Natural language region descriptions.
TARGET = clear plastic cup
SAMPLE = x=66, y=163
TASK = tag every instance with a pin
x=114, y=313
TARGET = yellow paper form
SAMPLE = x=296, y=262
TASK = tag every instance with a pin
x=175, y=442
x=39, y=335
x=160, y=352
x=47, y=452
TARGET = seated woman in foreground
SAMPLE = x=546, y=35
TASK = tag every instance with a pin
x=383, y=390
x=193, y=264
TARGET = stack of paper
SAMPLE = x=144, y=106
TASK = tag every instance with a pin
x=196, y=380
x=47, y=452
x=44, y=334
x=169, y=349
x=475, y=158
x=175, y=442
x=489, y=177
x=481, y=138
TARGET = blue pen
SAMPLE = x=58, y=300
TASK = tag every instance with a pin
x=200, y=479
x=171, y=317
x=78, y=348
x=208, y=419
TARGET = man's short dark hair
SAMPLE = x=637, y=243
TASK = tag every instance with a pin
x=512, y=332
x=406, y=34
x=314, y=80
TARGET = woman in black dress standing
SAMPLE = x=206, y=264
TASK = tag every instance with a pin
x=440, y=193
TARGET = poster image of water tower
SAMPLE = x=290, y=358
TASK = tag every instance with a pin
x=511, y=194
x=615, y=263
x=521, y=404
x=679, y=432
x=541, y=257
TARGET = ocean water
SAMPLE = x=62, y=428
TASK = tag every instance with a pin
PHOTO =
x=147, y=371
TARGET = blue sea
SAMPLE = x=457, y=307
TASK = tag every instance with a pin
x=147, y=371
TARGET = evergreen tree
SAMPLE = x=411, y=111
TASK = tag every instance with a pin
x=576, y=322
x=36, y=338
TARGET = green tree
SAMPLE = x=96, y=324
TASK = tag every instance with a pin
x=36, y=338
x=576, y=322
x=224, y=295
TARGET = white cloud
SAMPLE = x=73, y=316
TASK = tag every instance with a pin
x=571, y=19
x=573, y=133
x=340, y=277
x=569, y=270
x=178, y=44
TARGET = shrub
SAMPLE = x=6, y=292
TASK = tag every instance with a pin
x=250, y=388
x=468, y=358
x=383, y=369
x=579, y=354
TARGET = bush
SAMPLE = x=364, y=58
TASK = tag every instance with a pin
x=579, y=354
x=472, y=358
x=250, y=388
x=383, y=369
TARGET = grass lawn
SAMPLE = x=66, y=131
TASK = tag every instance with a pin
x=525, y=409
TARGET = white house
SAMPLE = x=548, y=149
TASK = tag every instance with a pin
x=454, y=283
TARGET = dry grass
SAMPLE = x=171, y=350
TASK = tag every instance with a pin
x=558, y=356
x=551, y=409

REQUIRED WORK. Each line above must be returned exactly as written.

RESULT.
TARGET = clear plastic cup
SAMPLE = x=66, y=163
TASK = tag every instance with a pin
x=114, y=313
TARGET = yellow paper form
SAMPLE = x=296, y=262
TASK = tag every instance with a pin
x=175, y=442
x=39, y=335
x=160, y=352
x=47, y=452
TARGET = seated woman in foreground
SAMPLE = x=546, y=35
TASK = tag every instance with a pin
x=383, y=390
x=193, y=264
TARGET = stack of paper
SAMPLE = x=144, y=106
TASK = tag every instance with a pin
x=196, y=380
x=47, y=452
x=44, y=334
x=169, y=349
x=475, y=158
x=175, y=442
x=489, y=177
x=481, y=138
TARGET = blue pen
SAMPLE = x=58, y=300
TASK = tag every instance with a pin
x=200, y=479
x=171, y=317
x=78, y=348
x=208, y=419
TARGET = man's short dark hair
SAMPLE = x=637, y=243
TASK = tag every instance with a pin
x=512, y=332
x=406, y=34
x=314, y=80
TARGET = woman in black dress standing
SAMPLE = x=206, y=264
TASK = tag every instance with a pin
x=440, y=193
TARGET = poster image of water tower
SAMPLE = x=290, y=358
TASK = tag every instance with a pin
x=511, y=194
x=615, y=263
x=521, y=404
x=679, y=432
x=541, y=257
TARGET = ocean water
SAMPLE = x=62, y=428
TASK = tag every instance with a pin
PHOTO =
x=147, y=371
TARGET = blue sea
SAMPLE = x=457, y=307
TASK = tag every instance with a pin
x=147, y=371
TARGET = evergreen tree
SAMPLE = x=411, y=111
TASK = tag every instance with a pin
x=576, y=322
x=36, y=338
TARGET = green tree
SAMPLE = x=96, y=324
TASK = tag every instance with a pin
x=36, y=338
x=576, y=322
x=224, y=295
TARGET = white cloud
SAMPLE = x=73, y=316
TASK = tag every instance with a pin
x=571, y=19
x=573, y=133
x=340, y=277
x=569, y=270
x=178, y=44
TARGET = shrub
SAMPLE = x=6, y=292
TASK = tag every instance with a pin
x=250, y=388
x=468, y=358
x=383, y=369
x=579, y=354
TARGET = bush
SAMPLE = x=364, y=58
TASK = tag every instance with a pin
x=579, y=354
x=472, y=358
x=250, y=388
x=383, y=369
TARGET = grass lawn
SAMPLE = x=66, y=131
TASK = tag every instance with a pin
x=525, y=409
TARGET = white house
SAMPLE = x=548, y=149
TASK = tag every instance with a pin
x=454, y=283
TARGET = dry grass
SAMPLE = x=171, y=350
TASK = tag every instance with a pin
x=558, y=356
x=551, y=409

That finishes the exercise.